* **What is being asked**: Reproduce every line of the data below without changing anything.

(Stored items from a collection)
· · · · ·
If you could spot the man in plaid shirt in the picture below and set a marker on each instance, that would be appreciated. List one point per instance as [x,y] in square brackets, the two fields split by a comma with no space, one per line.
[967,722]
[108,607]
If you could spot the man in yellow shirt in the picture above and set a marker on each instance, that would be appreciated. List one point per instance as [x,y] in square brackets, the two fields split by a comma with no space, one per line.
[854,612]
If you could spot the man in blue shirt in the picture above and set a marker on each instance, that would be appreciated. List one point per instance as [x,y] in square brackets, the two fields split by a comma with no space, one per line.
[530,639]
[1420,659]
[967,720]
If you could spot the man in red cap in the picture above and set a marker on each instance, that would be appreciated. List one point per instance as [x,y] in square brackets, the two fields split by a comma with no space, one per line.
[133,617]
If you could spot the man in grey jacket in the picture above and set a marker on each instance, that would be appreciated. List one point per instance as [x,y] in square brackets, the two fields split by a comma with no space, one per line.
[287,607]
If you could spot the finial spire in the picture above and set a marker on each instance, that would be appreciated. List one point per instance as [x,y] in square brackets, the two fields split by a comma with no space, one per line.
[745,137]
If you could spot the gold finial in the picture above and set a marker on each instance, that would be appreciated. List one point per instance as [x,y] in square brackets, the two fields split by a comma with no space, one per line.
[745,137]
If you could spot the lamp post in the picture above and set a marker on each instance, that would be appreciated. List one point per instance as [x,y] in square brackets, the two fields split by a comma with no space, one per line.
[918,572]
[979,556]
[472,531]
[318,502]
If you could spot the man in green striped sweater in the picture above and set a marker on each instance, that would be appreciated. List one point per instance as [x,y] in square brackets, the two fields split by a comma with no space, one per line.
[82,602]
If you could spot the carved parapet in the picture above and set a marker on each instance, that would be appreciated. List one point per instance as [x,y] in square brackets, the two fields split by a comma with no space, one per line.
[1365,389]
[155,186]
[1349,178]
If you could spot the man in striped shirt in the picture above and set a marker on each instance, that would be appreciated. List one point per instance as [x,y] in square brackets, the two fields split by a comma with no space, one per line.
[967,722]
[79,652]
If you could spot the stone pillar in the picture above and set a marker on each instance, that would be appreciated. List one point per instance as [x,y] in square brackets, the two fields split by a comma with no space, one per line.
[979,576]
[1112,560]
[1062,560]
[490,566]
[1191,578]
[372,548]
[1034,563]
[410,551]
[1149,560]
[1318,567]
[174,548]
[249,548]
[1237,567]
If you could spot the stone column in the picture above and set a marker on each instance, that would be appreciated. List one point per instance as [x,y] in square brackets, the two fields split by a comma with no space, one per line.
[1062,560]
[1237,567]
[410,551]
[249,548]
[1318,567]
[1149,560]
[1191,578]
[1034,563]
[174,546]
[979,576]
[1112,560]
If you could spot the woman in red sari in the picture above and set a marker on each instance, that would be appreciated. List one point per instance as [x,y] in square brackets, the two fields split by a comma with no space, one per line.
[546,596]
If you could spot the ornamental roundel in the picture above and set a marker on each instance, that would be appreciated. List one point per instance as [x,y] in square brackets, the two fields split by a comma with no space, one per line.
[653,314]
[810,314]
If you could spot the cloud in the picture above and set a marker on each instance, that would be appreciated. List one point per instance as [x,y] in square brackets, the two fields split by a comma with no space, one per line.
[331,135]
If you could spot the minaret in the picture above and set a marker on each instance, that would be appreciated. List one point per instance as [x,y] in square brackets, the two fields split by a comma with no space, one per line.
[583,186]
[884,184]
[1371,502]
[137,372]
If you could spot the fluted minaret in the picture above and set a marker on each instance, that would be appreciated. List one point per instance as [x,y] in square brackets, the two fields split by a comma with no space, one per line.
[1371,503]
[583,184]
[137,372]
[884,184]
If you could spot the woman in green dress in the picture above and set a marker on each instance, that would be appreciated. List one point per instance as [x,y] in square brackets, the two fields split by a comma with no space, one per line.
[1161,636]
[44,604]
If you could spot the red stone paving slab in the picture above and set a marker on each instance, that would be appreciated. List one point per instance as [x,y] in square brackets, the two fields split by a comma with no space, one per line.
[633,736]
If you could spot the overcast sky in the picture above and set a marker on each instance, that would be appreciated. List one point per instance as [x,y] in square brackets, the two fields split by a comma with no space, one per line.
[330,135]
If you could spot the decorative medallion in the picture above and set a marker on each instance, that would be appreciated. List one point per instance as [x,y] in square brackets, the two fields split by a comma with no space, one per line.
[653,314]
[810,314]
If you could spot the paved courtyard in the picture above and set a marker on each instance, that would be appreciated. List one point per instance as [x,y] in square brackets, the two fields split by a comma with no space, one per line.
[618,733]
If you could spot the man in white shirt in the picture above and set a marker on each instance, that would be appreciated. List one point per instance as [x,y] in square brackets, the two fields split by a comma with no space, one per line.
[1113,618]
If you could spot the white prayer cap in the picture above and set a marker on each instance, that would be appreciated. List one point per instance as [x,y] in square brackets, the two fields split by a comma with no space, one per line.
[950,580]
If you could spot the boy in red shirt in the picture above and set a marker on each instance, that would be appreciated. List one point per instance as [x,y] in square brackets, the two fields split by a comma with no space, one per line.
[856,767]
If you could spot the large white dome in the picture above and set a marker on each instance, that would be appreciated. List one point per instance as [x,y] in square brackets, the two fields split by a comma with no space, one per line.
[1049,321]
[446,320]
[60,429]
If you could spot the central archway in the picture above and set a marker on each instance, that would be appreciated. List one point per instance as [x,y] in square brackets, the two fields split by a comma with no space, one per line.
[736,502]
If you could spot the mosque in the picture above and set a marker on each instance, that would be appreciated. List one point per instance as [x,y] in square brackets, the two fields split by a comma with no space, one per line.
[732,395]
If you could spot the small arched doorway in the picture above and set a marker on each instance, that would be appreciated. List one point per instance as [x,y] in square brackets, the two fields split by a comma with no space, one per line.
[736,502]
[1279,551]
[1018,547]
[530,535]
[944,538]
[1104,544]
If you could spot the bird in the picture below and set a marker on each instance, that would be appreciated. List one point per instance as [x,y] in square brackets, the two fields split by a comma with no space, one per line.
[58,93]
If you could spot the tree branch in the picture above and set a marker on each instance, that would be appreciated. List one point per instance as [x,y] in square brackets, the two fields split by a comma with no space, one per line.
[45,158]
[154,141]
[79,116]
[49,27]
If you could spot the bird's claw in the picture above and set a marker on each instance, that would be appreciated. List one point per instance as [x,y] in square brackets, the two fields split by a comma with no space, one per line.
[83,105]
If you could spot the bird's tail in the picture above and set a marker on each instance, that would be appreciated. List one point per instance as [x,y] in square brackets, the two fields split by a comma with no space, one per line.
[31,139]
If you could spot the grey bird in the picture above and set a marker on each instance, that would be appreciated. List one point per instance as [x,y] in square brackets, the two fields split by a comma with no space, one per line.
· · · · ·
* **Task output**:
If you could spot the man in plaid shirt in the picture below and set a marker on each instance, that would be appreciated. List one point per instance as [x,y] in square brackets, the two fields split by a comma with no space, one per line.
[967,722]
[108,607]
If you could spot the man in yellow shirt in the picture above and set a marker on each instance, that would be appreciated. List one point per instance as [x,y] in square brackets, the two fields split by a comma with no space, one per line.
[854,612]
If you could spot the man in blue shirt in the picture above and set a marker on each instance, that would be appreciated. List one point per instance as [x,y] in square brackets, the two fields split by a comma with no space, one per line.
[530,639]
[1420,659]
[967,720]
If you could spot the man in red cap in the picture above and set a marker on each instance, that would be appreciated. List one point per instance as [x,y] in square brackets, the two fields split by a comma with no space, one per line.
[133,617]
If you could spot the man in grey jacket in the picture above and set a marker on each instance, that would be appreciated. List one point per instance as [x,y] in square brackets, the two fields split by a comma with no space, one per line.
[287,607]
If you could spot the finial spire in the picture above and set a marker on each instance, that would be appreciated. List one point per instance as [x,y] in square brackets, the two fields split by a comma with no space, one per line.
[745,137]
If you could spot the gold finial in the picture above and set a marker on each instance, that would be appreciated. List one point per instance as [x,y] in square brackets, the two fields split by a comma with no space, one per line.
[745,137]
If you could spot the lamp post in the picture above and set a marker on each instance, that would be appreciated. List one point per instance as [x,y] in square brackets, the two fields split by a comma with no space, one per line.
[918,572]
[979,556]
[472,531]
[318,502]
If you could spot the man in green striped sweater in the picture above and set a marker on each instance, that would be appreciated. List one point per instance as [x,y] in square brackets, the two fields split by a comma with no space, one per line.
[82,602]
If you could spot the carved parapet in the picture above and set a marker on each instance, that would be appreciated. List one point per instance as [x,y] in square brackets, the two fields split by a comma with no space, one per line.
[1365,389]
[155,186]
[1349,178]
If you could spot the man in striped shirt in the picture above and set a marker on each instance, that would be appreciated. List one point per instance as [x,y] in square brackets, the two fields split by a comma with no space, one per line.
[967,722]
[79,652]
If you could spot the stone pillar in the picture above and set a marker on each instance, that would be appreciated. List one point per instance as [x,y] in square brackets, the two fields split by a comma with no space, one per line.
[979,576]
[1112,560]
[1062,560]
[490,566]
[1191,578]
[372,548]
[1034,563]
[410,551]
[1149,560]
[1318,567]
[174,548]
[249,548]
[1237,567]
If you could spot the stone column in the picture above and set a marker on each instance, that would be appreciated. List one point per instance as [x,y] in square brackets, the two fields split by a comma with no space, one per line.
[1062,560]
[1237,567]
[410,551]
[249,548]
[1318,567]
[1149,560]
[1191,578]
[1034,563]
[174,546]
[979,576]
[1112,560]
If you could spot the woman in red sari in the picture above and set a marker on each instance, that would be appreciated. List one point per instance as [x,y] in square brackets, the two fields split by a comma with no space, one per line.
[546,596]
If you could spot the ornamental roundel in the picture above and set a marker on each instance, that would be appreciated. List one point per instance as [x,y] in square brackets, the two fields split by a comma with no space, one per line.
[653,314]
[810,314]
If you could spot the cloud in the picture above and set a marker on each instance, that would be appreciated. List one point per instance as [x,y] in square brackets, the two fields split by a comma with no space, one per line.
[331,135]
If you could spot the minaret in the picture above and set a marker on each instance, that would be appreciated. List one point per instance as [x,y] in square brackets, the two fields split by a comma with no space, one per line.
[583,186]
[884,184]
[1371,502]
[137,372]
If you could spot the fluted minaret in the picture above and set a marker on each instance, that would be appreciated. List one point per instance as [x,y] in square brackets, the two fields split by a comma with no space, one per line.
[1371,503]
[583,184]
[137,372]
[884,184]
If you could spot the woman in green dress in the picture above and set a marker on each instance, that would be appreciated. List one point per instance as [x,y] in square brackets, the two fields split by a comma with no space, one per line.
[1161,636]
[44,604]
If you could spot the red stone paving slab in the picture above and set a marker on each instance, that would be appreciated. List one point per instance as [x,y] in square brackets, the two fields split by a comma with no space, one per line.
[633,736]
If you could spot the overcast sky in the picture above and set a marker on each instance, that would be appreciated. List one point per instance as [x,y] in square brackets, the two fields split by a comma with no space, one per line.
[330,135]
If you could spot the decorative medallion in the picture above and set a marker on each instance, that would be appreciated. List one point per instance as [x,y] in square brackets, the two fields split by a comma with no space, one per line.
[653,314]
[810,314]
If you could spot the paved courtyard in the picture above and set a marker on each instance, that would be appreciated. List one point per instance as [x,y] in square brackets, the two fields split by a comma with no space, one per line.
[618,733]
If you could spot the man in white shirt in the picture above and set a marker on each instance, that would be appreciated. List one point per instance as [x,y] in square brackets, the two fields split by a comma with no space, one per line.
[1113,618]
If you could spot the white prayer cap in the picture above and set a marker on each instance, that would be appreciated. List one point per instance as [x,y] in square brackets, the two fields split by a comma with no space, one per line.
[950,580]
If you could spot the boy in red shirt in the picture above and set a marker on each instance, that would be appreciated. List one point per instance as [x,y] in square brackets, the two fields split by a comma with no space, one per line.
[856,767]
If you could spot the large white dome in the picture above and set a marker on each instance, that would be appreciated. List one point per instance as [x,y] in square brackets, the two fields split by a comma with no space, one per line.
[1049,321]
[446,320]
[60,429]
If you could spot the central archway in the picture above and set a marker on each instance, that would be appreciated. List one point per instance as [x,y] in square brackets, the two fields split by a comma with no space, one per line.
[736,502]
If you could spot the mosque in the picture above and set a marker on each instance, that would be appreciated. List one point per instance as [x,y] in square brackets, the two fields split by a comma with no space, one per line.
[732,395]
If you could spot the small arched doorway in the picture above and set a marker on each instance, that would be appreciated. List one point per instance as [x,y] in square brackets, the two fields split by a comma with no space, one per line.
[736,502]
[1279,551]
[1018,547]
[530,535]
[944,538]
[1104,544]
If you could spot the bird in the picture below and set a marker on each instance, that would be appreciated. List one point per instance as [x,y] in square brackets, the two fields split by a comma with no space, one per line.
[58,93]
If you could spot the tree branch in the picture above and set a marker on each instance, that would be appreciated. List one point per instance as [x,y] in square brackets, the two fields split by a comma with no space, one per line.
[45,158]
[154,141]
[79,116]
[49,27]
If you could spot the bird's claw in the picture above and set a marker on each instance, that would be appreciated. List one point per instance as [x,y] in square brackets, the two fields split by a comma with no space, one per line.
[83,105]
If you could spot the bird's tail in the picture above and set a marker on each instance, that would be appreciated. List one point per instance as [x,y] in square brackets, the two fields split by a comma with no space, one per line.
[31,139]
If you could spot the grey bird in the picture above and set a marker on each instance, that would be appreciated. List one point per instance as [x,y] in square brackets, the two fields split by a comma with no space, one per line.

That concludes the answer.